* _CONSEGNA A_: Trascrivi dalla sentenza la parte che si apre con le parole "N. R.G. 475/2024" e si chiude con "ss., L. 689/1981.".
* _CONSEGNA B_: Nei record, riscrivi per intero soltanto le righe dalla riga che contiene "Agricultural drone survey: scan the aerial photo for stack" fino a quella che contiene "321, 0, 377, 75", entrambe incluse e con tutto il loro testo. In queste righe aggiungi 143 a ogni numero delle coordinate date come risposta.

* _ESTRATTO_:
'''

N. R.G. 475/2024
REPUBBLICA ITALIANA
IN NOME DEL POPOLO ITALIANO
LA CORTE D’APPELLO DI TORINO
Sezione I
Civile Riunita in camera di consiglio nelle persone dei Magistrati:
Dott.ssa NOME COGNOME Presidente relatore Dott.ssa NOME COGNOME Consigliere Dott. NOME COGNOME Consigliere ha pronunciato la seguente
SENTENZA N._504_2025_- N._R.G._00000475_2024 DEPOSITO_MINUTA_12_06_2025_ PUBBLICAZIONE_12_06_2025
Nel procedimento civile di appello iscritto al n. di R.G. 475/2024 e promosso da:
in persona del Direttore pro tempore, rappresentata e difesa dall’Avvocatura distrettuale dello Stato di Torino, per procura in atti;
– parte appellante – Contro in proprio e in qualità di legale rappresentante della società rappresentato e difeso dall’Avv. NOME COGNOME per procura in atti;
– parte appellata –
Oggetto: Opposizione all’ordinanza-ingiunzione ex artt. 22 e ss., L. 689/1981.
Conclusioni delle parti Per parte appellante:
“In accoglimento del proposto appello, riformarsi la sentenza n. 3655/2023 del 16 ottobre 2023, resa dal Tribunale di Torino nel procedimento R.G.21525/22, non notificata, e per l’effetto confermarsi le ordinanze-ingiunzioni originariamente opposte.
Con vittoria delle spese di lite”.

'''

* _ELENCO DEI DATI_:
'''

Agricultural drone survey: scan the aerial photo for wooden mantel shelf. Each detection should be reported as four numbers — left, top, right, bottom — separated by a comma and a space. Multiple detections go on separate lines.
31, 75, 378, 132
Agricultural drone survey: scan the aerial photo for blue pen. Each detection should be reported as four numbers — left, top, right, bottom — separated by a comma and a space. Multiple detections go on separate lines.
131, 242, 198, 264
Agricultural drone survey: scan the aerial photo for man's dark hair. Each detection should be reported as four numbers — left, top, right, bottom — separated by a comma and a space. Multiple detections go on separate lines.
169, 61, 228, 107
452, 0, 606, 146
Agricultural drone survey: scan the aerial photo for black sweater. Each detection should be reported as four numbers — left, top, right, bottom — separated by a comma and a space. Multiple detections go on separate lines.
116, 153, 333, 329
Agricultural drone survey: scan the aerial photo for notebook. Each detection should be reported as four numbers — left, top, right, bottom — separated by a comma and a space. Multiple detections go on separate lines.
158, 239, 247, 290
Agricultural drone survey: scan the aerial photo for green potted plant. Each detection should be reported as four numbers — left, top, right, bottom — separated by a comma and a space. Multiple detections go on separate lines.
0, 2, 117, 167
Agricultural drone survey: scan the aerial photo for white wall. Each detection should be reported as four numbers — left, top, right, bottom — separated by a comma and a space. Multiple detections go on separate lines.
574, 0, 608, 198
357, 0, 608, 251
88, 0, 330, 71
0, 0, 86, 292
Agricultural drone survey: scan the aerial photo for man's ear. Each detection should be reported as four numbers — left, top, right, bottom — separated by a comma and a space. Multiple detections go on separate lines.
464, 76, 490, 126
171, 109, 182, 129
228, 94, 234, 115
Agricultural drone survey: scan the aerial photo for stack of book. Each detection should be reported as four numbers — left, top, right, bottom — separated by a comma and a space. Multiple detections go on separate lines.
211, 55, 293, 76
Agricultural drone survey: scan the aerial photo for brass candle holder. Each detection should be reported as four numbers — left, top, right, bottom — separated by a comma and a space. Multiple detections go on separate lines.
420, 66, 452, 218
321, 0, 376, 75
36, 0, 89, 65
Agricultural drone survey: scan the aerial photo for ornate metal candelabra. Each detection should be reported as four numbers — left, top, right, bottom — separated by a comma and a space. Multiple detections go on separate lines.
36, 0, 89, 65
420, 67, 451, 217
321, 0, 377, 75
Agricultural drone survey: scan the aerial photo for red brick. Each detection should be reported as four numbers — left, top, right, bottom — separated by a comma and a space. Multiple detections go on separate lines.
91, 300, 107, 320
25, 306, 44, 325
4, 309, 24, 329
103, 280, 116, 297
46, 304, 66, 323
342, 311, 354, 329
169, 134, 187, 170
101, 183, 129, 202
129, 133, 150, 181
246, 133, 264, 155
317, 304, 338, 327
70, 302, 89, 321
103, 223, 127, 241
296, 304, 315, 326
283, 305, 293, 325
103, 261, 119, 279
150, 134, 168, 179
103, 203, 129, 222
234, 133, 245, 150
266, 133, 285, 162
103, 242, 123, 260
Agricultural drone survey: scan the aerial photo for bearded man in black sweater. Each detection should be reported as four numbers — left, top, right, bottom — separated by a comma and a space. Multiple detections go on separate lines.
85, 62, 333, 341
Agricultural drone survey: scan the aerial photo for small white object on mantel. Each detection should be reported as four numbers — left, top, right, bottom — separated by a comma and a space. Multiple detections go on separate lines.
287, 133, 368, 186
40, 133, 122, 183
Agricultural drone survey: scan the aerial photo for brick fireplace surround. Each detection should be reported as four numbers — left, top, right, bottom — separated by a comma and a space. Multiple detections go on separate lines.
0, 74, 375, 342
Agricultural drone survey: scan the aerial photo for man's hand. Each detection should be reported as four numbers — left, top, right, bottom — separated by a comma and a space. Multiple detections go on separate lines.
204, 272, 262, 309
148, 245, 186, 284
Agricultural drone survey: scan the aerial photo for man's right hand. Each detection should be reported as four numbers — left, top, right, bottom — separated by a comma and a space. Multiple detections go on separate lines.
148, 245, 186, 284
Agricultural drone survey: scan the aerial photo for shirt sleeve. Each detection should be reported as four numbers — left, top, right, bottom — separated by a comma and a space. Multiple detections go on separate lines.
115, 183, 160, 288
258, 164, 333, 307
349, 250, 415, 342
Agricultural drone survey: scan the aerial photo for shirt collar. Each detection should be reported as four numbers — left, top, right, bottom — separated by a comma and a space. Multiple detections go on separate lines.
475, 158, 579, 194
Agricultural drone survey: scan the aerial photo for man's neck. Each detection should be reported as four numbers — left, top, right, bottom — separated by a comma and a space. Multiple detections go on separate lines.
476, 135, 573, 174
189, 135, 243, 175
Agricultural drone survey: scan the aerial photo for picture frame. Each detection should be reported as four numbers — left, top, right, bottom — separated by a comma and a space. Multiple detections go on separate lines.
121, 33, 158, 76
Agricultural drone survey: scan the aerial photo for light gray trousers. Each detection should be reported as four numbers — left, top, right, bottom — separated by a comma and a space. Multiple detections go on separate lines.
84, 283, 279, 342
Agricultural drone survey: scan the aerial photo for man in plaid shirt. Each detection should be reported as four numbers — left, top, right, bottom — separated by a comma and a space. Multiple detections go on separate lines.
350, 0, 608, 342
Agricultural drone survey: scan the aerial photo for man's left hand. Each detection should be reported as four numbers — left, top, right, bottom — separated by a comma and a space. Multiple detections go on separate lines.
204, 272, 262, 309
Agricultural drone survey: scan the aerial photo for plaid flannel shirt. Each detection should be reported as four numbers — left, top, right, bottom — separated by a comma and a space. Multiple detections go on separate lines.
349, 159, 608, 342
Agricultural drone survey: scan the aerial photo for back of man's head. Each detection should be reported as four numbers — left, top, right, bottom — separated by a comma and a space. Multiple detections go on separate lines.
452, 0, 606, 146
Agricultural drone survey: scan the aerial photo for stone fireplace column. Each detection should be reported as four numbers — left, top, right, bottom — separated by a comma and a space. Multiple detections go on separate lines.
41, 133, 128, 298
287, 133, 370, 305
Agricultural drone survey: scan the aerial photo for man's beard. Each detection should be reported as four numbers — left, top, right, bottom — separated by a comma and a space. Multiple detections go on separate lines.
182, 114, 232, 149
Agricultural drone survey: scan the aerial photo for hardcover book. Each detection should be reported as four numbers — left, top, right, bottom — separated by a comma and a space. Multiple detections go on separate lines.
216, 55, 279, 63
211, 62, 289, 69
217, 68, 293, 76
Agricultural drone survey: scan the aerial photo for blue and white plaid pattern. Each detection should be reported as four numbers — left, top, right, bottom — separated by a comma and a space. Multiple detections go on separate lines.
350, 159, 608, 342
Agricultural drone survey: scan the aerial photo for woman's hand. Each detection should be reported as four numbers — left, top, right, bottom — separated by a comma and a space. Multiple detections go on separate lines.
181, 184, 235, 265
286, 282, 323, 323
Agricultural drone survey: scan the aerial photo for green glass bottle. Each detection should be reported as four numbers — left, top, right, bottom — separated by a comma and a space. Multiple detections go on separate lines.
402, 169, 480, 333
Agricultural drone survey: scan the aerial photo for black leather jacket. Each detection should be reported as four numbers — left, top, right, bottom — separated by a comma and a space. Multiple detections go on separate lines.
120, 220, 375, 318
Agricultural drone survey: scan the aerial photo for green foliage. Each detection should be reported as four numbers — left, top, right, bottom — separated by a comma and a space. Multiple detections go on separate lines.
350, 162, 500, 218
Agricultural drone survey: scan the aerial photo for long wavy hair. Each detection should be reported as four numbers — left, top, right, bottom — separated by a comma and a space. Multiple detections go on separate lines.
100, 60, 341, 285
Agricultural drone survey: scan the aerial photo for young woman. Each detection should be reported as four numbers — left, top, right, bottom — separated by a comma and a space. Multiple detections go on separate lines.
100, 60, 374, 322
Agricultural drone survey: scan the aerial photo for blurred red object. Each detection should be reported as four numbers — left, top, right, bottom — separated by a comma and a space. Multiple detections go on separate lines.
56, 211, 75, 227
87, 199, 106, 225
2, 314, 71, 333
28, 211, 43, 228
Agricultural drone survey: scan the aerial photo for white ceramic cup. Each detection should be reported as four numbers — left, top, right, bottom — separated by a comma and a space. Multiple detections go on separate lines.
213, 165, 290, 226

'''

* _RISPOSTA SCRITTA A_:
N. R.G. 475/2024
REPUBBLICA ITALIANA
IN NOME DEL POPOLO ITALIANO
LA CORTE D’APPELLO DI TORINO
Sezione I
Civile Riunita in camera di consiglio nelle persone dei Magistrati:
Dott.ssa NOME COGNOME Presidente relatore Dott.ssa NOME COGNOME Consigliere Dott. NOME COGNOME Consigliere ha pronunciato la seguente
SENTENZA N._504_2025_- N._R.G._00000475_2024 DEPOSITO_MINUTA_12_06_2025_ PUBBLICAZIONE_12_06_2025
Nel procedimento civile di appello iscritto al n. di R.G. 475/2024 e promosso da:
in persona del Direttore pro tempore, rappresentata e difesa dall’Avvocatura distrettuale dello Stato di Torino, per procura in atti;
– parte appellante – Contro in proprio e in qualità di legale rappresentante della società rappresentato e difeso dall’Avv. NOME COGNOME per procura in atti;
– parte appellata –
Oggetto: Opposizione all’ordinanza-ingiunzione ex artt. 22 e ss., L. 689/1981.

* _RISPOSTA SCRITTA B_:
Agricultural drone survey: scan the aerial photo for stack of book. Each detection should be reported as four numbers — left, top, right, bottom — separated by a comma and a space. Multiple detections go on separate lines.
354, 198, 436, 219
Agricultural drone survey: scan the aerial photo for brass candle holder. Each detection should be reported as four numbers — left, top, right, bottom — separated by a comma and a space. Multiple detections go on separate lines.
563, 209, 595, 361
464, 143, 519, 218
179, 143, 232, 208
Agricultural drone survey: scan the aerial photo for ornate metal candelabra. Each detection should be reported as four numbers — left, top, right, bottom — separated by a comma and a space. Multiple detections go on separate lines.
179, 143, 232, 208
563, 210, 594, 360
464, 143, 520, 218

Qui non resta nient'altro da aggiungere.